The problem = What ingredients and quantities does the mead log excerpt list for the Pineapple Lime Mint primary?

Selected extract =
────────────────────

The answer to my original question seems to be, "Yes, as long as you rack a 'completed' show/traditional mead over some pineapple."

I can live with that.
 
Ok, Details from my mead log:

Primary:
Pineapple Lime Mint- Primary was 12 pounds alfalfa honey, 2 tablespoons of Lime Zest, 2 packets of Lavin D47 yeast, 1 tablespoon of Yeast Energizer, 1 tablespoon of yeast Nutrient. Also 4 gal of water. Starting gravity is 1.090 which is about what I have been getting with 12 pounds of honey in 4 gal of water. I have 8 pineapples cut down to their bases in the freezer ready for this one. Need to get Limes for 4 cups of Lime juice. I have the Mint already.

Secondary
I used 8 pineapples, 2 more than last time I made this. The Pineapple I also did not puree. Me and my apprentice chopped into small 1/2 to 1 inch chunks. Then tossed into the mesh bag. Also lots of fluid was released in the freeze/thaw cycle of the fruit. So it turned out very yellow and opaque. I also got as much of the liquid out as I could. This ended up with an even smaller amount of pulp and residue. What I got out of it was about a double fist sized amount of pulp that looked like a wet yellow rag. Bright yellow. Pure Pulp. So, yeah, about 2 gallons of fruit to a double fist size of pulp, Pineapple has LOTS of water, almost as much as a watermellon. So the color of the mead was a bright yellow that was mostly opaque.

────────────────────

Provided information =
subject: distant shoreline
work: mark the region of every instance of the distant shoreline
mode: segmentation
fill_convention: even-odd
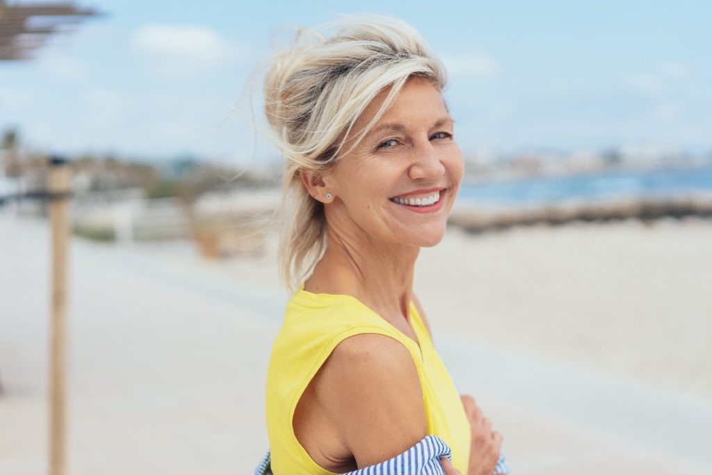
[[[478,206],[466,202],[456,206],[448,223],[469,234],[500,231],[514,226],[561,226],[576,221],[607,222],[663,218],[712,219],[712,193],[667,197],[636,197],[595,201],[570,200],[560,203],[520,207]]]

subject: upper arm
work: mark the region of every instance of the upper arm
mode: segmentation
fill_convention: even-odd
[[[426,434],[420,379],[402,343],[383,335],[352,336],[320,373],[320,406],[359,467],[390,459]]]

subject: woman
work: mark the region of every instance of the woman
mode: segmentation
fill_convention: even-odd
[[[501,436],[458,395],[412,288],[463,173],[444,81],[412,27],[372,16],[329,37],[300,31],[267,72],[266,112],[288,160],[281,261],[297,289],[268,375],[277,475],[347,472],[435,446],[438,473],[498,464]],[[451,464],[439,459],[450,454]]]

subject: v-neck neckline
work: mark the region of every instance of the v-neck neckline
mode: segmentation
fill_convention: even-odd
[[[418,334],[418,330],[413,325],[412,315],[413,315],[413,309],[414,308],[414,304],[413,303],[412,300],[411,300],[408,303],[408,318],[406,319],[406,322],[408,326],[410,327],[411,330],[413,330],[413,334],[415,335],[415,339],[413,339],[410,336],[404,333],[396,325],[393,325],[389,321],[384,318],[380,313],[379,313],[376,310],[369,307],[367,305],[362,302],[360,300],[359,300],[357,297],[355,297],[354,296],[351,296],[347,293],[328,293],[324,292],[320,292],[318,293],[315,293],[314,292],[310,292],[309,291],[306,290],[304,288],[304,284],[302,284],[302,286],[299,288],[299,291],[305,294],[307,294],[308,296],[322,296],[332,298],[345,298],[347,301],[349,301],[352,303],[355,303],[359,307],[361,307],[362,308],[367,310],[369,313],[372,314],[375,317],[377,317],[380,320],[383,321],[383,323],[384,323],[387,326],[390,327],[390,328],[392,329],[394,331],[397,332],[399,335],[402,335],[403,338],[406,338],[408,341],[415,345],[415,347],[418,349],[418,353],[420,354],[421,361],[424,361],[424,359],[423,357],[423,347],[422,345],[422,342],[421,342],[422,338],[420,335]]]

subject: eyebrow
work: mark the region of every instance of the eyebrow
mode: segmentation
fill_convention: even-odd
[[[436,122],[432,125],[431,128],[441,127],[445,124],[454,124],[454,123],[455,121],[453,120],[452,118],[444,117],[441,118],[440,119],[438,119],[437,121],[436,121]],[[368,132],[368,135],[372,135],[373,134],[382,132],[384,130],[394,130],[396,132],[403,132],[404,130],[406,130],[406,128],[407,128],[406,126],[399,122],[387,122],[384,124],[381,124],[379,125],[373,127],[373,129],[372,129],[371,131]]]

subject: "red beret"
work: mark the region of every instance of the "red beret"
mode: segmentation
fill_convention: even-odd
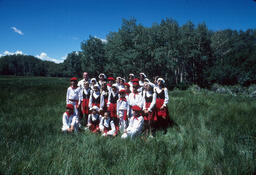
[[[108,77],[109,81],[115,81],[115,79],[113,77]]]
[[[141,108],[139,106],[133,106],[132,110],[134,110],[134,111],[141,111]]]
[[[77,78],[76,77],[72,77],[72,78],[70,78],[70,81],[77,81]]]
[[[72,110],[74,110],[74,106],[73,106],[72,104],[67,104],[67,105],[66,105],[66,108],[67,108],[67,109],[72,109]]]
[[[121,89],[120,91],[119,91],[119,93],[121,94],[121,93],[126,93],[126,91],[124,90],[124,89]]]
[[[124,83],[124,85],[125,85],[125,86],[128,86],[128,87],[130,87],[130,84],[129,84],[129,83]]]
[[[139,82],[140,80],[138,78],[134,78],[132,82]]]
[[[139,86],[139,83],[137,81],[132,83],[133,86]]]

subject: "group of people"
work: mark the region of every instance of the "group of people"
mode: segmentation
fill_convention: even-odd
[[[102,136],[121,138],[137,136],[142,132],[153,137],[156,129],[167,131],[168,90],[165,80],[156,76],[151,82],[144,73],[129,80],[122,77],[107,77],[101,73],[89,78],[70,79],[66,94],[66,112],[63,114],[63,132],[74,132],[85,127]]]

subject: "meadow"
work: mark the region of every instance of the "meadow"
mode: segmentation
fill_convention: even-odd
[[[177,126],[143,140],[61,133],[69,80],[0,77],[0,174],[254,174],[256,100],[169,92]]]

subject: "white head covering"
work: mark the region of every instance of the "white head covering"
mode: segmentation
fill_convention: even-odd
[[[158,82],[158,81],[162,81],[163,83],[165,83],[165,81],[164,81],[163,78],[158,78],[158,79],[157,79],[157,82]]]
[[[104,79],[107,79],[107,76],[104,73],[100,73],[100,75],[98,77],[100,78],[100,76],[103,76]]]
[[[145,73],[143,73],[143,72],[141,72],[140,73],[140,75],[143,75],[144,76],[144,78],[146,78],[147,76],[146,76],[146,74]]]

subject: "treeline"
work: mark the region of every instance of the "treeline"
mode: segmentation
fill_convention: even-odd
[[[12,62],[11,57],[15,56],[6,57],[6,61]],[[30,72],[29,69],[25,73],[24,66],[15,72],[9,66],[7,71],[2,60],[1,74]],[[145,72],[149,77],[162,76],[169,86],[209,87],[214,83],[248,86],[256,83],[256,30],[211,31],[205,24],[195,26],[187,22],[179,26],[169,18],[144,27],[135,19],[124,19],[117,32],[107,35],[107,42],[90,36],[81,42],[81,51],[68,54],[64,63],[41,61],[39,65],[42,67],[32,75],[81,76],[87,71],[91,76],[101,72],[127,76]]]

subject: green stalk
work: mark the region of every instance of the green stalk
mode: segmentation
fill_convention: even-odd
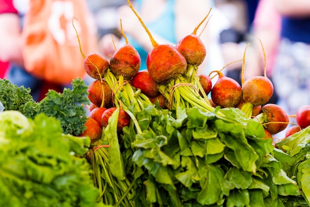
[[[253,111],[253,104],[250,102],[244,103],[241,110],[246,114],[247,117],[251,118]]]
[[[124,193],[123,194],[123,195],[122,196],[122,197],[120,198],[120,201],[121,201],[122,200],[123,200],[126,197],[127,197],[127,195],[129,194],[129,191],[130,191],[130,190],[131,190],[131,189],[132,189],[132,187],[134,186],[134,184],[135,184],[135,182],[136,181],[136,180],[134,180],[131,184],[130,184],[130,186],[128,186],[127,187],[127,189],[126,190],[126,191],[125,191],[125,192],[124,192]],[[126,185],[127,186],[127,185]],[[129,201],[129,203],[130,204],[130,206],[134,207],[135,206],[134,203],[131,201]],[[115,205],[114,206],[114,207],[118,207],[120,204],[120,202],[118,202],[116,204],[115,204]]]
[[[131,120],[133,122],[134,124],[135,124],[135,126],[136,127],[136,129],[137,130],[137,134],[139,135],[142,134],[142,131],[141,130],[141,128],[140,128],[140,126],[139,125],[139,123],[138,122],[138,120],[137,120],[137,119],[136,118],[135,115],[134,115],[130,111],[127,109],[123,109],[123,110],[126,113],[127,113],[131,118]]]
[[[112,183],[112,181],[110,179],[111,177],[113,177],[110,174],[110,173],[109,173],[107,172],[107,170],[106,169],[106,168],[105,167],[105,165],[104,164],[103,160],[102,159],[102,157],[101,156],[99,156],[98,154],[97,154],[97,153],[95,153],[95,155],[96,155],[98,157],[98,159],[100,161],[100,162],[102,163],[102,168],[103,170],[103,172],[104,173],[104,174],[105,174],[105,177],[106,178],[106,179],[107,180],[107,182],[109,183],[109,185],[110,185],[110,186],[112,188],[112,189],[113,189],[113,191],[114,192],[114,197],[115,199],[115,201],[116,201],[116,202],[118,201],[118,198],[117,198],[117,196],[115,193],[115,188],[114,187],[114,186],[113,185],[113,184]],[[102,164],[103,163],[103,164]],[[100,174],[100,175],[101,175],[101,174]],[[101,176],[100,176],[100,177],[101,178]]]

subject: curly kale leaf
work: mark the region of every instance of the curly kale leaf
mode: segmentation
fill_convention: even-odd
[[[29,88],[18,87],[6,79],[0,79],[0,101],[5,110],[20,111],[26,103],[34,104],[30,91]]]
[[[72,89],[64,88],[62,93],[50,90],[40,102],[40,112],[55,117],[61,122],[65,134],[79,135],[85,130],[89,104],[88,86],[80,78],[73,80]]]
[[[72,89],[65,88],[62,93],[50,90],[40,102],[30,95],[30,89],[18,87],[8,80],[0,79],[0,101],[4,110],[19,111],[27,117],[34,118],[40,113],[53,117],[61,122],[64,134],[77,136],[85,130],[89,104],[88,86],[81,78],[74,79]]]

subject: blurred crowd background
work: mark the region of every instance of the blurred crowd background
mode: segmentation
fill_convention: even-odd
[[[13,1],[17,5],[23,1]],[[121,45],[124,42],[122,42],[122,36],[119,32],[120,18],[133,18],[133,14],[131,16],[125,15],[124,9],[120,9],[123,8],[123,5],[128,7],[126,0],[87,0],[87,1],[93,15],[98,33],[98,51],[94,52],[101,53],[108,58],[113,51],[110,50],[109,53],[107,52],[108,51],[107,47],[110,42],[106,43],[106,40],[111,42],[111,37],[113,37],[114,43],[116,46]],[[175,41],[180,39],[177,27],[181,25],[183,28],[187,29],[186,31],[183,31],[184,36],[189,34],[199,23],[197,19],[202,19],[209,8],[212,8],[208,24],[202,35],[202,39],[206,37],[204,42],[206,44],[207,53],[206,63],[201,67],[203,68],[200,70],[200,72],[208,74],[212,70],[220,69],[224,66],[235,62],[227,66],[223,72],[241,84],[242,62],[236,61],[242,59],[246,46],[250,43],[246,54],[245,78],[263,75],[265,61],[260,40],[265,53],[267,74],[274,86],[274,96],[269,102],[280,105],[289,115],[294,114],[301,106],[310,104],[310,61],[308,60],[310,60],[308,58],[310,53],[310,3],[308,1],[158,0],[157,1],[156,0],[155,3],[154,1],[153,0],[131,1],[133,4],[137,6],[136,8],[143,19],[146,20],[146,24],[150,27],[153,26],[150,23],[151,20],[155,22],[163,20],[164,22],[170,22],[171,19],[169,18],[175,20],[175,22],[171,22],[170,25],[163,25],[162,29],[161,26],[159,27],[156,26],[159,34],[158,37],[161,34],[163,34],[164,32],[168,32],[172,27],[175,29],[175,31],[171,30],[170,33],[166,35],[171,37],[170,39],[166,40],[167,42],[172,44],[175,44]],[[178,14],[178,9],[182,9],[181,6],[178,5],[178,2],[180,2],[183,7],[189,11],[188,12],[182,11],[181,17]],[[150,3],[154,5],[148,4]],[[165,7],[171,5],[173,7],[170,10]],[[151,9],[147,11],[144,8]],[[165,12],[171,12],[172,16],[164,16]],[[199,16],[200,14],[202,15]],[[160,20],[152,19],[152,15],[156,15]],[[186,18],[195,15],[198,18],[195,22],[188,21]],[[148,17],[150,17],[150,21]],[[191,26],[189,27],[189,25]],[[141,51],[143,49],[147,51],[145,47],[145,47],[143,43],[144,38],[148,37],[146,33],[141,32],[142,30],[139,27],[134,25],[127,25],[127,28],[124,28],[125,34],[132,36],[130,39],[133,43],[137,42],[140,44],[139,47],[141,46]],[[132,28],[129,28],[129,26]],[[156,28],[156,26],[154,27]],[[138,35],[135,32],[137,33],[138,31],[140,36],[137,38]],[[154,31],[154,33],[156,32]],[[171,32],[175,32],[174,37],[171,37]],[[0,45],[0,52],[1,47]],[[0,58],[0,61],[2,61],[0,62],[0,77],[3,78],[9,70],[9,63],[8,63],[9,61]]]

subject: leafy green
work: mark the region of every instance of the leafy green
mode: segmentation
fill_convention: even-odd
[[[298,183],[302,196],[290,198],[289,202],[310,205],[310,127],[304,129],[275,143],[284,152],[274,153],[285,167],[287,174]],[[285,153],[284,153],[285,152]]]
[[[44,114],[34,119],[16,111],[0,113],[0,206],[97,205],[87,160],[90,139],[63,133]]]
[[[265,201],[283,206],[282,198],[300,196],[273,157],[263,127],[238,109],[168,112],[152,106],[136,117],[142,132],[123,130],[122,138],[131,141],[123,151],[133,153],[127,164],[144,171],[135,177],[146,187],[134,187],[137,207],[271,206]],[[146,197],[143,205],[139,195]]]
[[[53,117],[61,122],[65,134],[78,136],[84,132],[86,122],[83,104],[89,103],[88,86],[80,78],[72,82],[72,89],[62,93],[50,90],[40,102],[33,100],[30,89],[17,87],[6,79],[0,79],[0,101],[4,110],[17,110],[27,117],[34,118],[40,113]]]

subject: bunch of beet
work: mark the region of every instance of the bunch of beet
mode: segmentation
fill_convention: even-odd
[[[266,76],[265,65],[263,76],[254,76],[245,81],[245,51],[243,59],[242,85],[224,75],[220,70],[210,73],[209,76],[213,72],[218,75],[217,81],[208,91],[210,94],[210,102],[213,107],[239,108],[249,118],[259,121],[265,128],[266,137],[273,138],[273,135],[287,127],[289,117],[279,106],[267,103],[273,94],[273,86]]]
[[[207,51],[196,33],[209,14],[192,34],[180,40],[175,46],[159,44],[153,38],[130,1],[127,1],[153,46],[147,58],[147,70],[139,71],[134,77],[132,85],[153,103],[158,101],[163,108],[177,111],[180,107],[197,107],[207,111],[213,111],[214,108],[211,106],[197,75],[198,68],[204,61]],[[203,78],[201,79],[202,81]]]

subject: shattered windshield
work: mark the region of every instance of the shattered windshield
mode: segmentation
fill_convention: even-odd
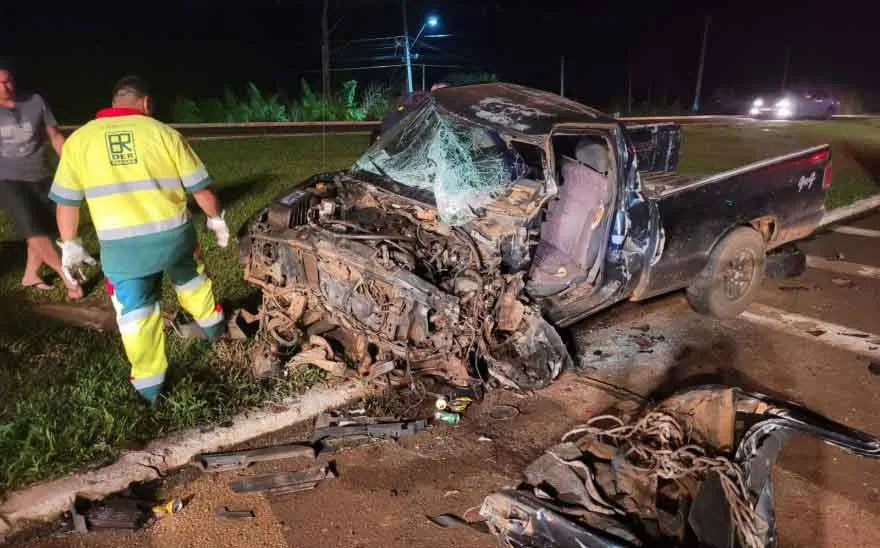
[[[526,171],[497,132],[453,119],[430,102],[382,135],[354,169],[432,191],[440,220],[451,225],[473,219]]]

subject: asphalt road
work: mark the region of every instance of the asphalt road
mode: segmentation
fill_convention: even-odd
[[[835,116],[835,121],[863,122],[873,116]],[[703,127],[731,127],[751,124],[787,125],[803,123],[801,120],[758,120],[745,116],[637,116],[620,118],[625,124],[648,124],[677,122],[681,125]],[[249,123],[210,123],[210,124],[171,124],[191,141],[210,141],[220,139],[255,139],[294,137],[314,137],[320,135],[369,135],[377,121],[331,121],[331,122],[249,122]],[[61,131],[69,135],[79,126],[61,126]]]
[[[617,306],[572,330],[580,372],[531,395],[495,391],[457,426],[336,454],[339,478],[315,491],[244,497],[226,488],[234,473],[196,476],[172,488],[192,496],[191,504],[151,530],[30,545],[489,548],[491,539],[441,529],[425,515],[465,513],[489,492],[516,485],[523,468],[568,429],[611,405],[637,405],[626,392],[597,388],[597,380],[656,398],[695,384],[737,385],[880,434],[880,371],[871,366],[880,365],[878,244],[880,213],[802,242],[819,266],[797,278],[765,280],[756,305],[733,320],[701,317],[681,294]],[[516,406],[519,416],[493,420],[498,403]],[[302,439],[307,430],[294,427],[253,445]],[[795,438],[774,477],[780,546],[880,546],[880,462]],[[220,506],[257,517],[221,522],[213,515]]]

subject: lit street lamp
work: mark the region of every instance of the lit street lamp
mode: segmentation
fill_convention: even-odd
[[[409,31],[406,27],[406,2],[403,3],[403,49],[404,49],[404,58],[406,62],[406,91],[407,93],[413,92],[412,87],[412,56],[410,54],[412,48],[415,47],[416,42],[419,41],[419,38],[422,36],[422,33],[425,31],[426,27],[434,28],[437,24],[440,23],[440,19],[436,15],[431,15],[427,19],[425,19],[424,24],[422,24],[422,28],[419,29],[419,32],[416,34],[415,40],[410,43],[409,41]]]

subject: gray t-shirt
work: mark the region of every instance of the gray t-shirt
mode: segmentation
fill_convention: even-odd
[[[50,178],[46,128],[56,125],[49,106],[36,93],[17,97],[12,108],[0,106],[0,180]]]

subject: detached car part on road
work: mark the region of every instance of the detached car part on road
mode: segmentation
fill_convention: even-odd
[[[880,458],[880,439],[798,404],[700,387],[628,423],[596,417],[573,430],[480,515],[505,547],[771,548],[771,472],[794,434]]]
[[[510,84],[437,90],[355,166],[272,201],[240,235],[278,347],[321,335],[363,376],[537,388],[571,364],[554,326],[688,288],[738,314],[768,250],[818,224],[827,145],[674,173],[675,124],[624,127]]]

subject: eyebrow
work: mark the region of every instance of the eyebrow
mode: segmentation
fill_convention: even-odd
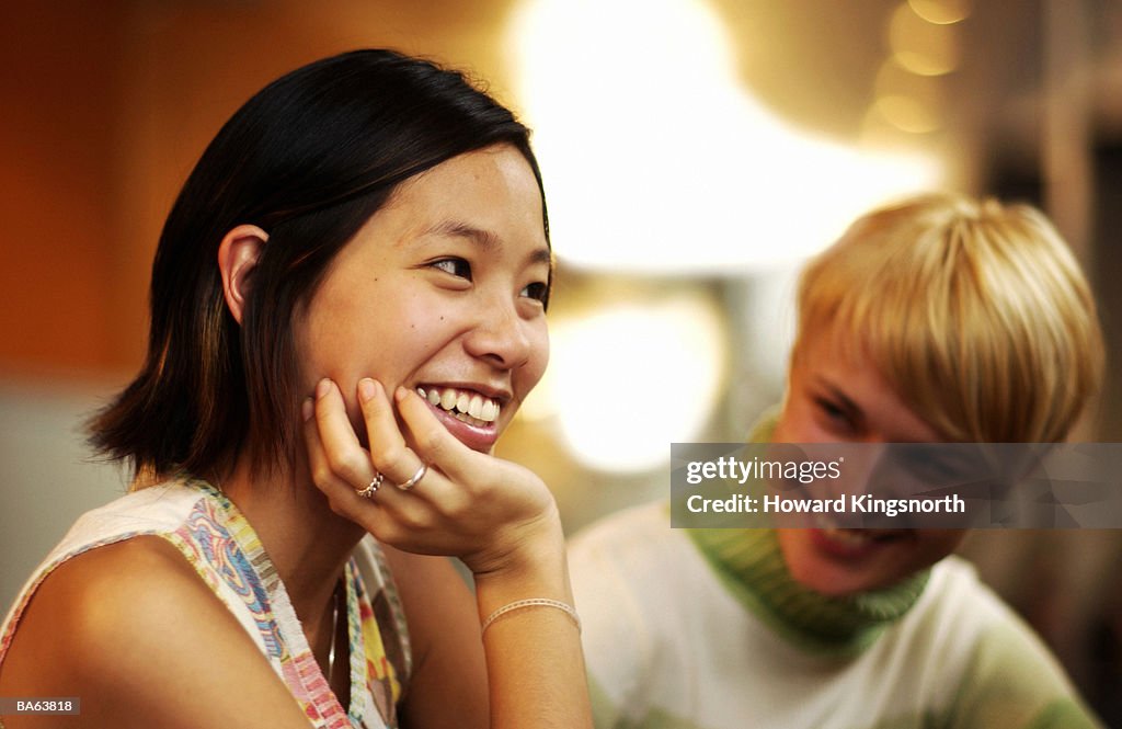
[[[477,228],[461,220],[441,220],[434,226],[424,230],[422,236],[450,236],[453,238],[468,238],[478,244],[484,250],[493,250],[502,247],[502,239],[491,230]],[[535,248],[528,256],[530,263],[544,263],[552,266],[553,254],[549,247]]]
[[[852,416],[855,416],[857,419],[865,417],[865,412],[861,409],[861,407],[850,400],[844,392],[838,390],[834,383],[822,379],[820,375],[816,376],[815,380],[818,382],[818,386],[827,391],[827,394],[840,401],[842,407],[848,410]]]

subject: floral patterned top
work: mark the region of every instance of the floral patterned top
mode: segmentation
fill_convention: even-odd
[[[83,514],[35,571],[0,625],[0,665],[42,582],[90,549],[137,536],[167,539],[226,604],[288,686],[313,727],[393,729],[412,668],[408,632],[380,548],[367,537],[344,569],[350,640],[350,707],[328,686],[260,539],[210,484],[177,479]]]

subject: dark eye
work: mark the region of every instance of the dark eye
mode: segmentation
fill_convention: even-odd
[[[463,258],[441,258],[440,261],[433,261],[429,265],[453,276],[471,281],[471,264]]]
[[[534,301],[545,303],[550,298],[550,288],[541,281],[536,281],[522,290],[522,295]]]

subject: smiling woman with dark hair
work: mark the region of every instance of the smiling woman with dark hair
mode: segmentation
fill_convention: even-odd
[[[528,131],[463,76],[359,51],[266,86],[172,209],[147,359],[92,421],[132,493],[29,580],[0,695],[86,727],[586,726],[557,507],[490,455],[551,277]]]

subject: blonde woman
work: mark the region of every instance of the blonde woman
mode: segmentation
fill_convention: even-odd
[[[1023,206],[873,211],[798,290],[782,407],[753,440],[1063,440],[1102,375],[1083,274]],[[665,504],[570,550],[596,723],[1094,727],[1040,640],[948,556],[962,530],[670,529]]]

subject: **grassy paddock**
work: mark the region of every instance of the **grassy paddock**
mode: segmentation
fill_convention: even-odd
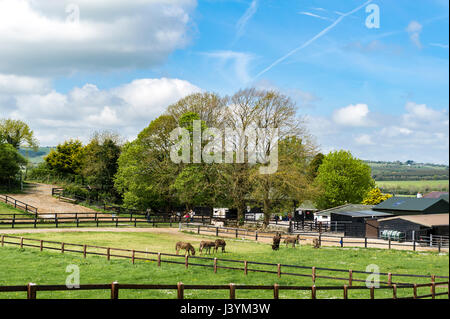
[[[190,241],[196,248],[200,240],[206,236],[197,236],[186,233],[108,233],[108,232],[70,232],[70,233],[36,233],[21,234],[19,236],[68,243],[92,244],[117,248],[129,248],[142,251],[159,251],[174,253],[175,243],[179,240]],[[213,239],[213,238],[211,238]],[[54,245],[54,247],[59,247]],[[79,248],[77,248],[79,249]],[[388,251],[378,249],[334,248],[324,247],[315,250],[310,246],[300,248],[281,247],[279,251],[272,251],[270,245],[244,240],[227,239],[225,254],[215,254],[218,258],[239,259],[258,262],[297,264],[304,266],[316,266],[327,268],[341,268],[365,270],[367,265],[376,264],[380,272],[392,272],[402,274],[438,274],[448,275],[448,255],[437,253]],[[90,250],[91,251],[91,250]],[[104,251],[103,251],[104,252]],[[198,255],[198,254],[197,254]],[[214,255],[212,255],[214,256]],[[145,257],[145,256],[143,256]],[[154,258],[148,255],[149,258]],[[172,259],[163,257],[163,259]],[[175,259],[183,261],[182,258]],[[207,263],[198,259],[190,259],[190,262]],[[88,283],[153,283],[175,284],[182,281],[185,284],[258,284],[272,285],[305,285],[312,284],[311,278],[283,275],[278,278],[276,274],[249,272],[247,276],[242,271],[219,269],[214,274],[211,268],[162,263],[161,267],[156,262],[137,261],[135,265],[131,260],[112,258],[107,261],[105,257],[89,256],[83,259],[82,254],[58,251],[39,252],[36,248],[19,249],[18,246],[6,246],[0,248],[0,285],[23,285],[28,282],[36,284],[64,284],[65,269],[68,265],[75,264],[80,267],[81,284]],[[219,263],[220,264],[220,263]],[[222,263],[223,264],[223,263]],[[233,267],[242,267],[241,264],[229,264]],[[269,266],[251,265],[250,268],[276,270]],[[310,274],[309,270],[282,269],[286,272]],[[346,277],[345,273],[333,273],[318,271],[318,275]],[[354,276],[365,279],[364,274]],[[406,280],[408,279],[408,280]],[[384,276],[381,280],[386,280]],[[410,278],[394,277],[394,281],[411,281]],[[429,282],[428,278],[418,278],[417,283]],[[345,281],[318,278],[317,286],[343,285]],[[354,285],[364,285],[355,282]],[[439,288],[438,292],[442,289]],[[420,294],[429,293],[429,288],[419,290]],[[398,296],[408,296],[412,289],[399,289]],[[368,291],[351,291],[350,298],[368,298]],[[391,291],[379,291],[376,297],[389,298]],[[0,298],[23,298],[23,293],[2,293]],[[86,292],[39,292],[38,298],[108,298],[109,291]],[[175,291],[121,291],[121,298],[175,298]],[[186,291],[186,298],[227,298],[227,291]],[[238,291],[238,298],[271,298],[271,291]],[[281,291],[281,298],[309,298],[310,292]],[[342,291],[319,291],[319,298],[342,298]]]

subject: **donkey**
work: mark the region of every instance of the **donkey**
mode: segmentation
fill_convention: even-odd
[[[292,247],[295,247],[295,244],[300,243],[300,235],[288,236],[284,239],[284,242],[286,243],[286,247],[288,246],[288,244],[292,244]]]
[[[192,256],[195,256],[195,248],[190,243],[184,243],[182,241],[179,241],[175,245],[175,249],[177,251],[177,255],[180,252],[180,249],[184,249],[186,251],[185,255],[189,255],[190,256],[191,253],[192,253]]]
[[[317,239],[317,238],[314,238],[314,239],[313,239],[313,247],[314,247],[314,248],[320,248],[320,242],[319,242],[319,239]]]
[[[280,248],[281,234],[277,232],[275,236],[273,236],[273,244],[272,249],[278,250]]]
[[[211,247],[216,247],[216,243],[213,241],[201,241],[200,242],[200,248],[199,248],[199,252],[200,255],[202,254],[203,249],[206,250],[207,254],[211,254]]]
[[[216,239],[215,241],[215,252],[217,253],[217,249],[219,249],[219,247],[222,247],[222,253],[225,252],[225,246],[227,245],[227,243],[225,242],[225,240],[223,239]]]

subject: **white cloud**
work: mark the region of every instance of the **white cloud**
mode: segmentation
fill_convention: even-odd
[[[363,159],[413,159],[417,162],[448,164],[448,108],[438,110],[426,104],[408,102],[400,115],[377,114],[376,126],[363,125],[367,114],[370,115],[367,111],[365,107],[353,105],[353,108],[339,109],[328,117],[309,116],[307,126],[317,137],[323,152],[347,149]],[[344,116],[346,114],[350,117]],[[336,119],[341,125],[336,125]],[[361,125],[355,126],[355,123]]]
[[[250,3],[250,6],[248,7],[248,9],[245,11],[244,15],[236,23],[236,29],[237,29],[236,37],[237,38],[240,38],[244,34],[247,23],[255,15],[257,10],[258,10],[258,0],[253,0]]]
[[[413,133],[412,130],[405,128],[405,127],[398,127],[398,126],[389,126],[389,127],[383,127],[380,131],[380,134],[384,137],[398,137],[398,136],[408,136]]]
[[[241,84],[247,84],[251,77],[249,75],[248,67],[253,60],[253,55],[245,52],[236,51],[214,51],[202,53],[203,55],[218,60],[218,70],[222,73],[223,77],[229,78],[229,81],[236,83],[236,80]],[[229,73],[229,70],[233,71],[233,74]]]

────────────────────

Answer section =
- 12 pounds of alfalfa honey
- 2 tablespoons of lime zest
- 2 packets of Lavin D47 yeast
- 1 tablespoon of yeast energizer
- 1 tablespoon of yeast nutrient
- 4 gallons of water